━━━ THE RECORDS ━━━
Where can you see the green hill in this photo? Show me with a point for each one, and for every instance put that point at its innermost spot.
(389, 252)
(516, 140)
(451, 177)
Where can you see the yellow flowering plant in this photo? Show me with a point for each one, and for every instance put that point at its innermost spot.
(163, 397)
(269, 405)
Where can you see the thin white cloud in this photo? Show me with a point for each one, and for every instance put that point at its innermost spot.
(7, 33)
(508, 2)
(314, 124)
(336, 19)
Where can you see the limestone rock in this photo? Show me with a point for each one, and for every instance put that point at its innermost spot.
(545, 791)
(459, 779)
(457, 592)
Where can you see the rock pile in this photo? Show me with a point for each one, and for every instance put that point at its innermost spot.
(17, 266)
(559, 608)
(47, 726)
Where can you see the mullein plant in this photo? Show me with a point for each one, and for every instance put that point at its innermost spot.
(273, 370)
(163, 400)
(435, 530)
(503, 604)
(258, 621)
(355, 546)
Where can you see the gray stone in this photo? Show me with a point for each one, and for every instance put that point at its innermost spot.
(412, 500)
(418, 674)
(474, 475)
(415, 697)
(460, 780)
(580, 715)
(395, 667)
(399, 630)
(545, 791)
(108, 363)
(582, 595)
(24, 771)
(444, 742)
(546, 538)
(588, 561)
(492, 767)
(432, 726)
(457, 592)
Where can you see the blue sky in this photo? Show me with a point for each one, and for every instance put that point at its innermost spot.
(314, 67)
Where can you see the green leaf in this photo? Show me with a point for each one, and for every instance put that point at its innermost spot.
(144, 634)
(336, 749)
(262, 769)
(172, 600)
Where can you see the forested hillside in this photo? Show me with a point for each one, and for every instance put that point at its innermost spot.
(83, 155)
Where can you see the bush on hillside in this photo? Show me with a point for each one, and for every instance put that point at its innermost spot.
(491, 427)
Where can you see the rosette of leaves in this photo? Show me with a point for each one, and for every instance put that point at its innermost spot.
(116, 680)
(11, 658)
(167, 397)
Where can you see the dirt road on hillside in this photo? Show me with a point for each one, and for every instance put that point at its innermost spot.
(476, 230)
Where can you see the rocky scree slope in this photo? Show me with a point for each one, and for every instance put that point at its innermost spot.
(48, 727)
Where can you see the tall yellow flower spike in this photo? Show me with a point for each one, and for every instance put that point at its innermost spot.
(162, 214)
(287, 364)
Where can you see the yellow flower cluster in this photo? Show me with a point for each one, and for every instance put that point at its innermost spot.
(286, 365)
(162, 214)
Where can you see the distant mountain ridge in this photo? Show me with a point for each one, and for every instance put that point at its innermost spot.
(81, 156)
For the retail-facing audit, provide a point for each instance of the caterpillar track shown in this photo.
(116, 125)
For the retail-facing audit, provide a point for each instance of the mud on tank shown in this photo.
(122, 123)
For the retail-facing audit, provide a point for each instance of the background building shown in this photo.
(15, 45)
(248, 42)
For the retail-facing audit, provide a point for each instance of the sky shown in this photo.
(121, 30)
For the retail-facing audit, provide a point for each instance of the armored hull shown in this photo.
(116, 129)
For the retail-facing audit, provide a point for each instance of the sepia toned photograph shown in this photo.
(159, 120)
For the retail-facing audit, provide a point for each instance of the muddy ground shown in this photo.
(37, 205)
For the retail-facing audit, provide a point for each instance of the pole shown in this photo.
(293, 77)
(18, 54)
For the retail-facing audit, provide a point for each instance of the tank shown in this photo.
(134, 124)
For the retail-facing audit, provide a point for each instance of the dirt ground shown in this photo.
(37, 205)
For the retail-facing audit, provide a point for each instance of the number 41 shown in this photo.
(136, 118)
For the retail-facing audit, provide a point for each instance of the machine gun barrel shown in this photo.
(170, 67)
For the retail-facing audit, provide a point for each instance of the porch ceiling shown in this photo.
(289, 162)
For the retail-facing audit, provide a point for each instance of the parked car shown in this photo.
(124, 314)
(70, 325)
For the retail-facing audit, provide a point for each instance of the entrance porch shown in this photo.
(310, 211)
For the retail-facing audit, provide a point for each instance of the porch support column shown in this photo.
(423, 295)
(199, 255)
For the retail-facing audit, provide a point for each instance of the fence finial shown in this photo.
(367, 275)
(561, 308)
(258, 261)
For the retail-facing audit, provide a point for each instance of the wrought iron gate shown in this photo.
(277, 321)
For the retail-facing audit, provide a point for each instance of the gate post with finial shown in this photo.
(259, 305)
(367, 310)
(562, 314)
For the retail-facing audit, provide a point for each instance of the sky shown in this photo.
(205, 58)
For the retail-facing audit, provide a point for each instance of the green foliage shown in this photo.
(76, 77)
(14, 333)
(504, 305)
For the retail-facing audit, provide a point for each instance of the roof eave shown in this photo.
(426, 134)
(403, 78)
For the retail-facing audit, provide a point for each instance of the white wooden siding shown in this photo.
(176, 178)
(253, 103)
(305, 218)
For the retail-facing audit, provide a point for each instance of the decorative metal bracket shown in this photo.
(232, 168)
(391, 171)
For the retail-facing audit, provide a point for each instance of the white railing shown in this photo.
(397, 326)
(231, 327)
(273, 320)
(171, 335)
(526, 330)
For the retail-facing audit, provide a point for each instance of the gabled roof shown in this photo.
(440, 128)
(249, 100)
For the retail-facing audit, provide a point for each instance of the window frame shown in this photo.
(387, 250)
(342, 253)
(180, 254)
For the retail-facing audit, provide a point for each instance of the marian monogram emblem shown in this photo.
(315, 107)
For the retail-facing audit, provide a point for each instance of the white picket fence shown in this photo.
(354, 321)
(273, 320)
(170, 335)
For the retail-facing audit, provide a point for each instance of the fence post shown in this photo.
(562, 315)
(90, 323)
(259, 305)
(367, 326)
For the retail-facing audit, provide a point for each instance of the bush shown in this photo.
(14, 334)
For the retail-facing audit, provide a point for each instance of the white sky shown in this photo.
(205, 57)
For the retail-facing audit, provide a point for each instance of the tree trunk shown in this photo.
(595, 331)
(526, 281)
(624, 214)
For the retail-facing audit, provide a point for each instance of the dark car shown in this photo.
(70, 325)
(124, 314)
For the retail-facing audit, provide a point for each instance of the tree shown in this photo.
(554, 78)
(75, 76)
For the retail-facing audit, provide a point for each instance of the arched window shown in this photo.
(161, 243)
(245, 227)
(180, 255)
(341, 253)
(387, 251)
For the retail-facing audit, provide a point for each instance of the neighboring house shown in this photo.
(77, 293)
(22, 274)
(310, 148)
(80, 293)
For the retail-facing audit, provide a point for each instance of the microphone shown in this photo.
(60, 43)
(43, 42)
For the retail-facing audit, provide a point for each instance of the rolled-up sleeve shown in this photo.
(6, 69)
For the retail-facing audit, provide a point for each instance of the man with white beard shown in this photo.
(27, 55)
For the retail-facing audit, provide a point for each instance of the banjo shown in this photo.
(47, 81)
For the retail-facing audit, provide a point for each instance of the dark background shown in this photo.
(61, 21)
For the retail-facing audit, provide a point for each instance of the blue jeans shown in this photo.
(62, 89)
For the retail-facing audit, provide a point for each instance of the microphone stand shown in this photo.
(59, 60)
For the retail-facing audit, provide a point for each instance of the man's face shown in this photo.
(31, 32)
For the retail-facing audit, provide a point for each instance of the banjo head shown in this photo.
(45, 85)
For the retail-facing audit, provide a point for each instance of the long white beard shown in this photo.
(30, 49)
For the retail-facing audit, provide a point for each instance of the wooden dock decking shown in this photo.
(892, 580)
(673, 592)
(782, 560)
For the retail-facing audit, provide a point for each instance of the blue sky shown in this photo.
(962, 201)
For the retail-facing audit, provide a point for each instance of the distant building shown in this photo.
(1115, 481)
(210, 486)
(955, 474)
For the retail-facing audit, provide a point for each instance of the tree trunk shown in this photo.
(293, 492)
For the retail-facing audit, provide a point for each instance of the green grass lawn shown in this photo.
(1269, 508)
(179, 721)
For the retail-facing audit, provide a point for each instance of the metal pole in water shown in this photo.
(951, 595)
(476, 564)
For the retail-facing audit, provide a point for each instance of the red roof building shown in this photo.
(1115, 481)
━━━
- _WHAT YOU ARE ASKED TO DO_
Nothing but the lines from the one with "lawn shown in this photo." through the last line of the entries should be repeated, and those exactly.

- _RESULT OF THE TASK_
For the retail-facing audit, provide a point for each instance of the green grass lawn shown in this photo.
(1269, 508)
(179, 721)
For the retail-facing audit, provide a point for each instance of the metal pole in water shown in this photo.
(951, 595)
(476, 564)
For the retail-facing audit, provide a point for each instance of the red roof building shown in this photo.
(1115, 481)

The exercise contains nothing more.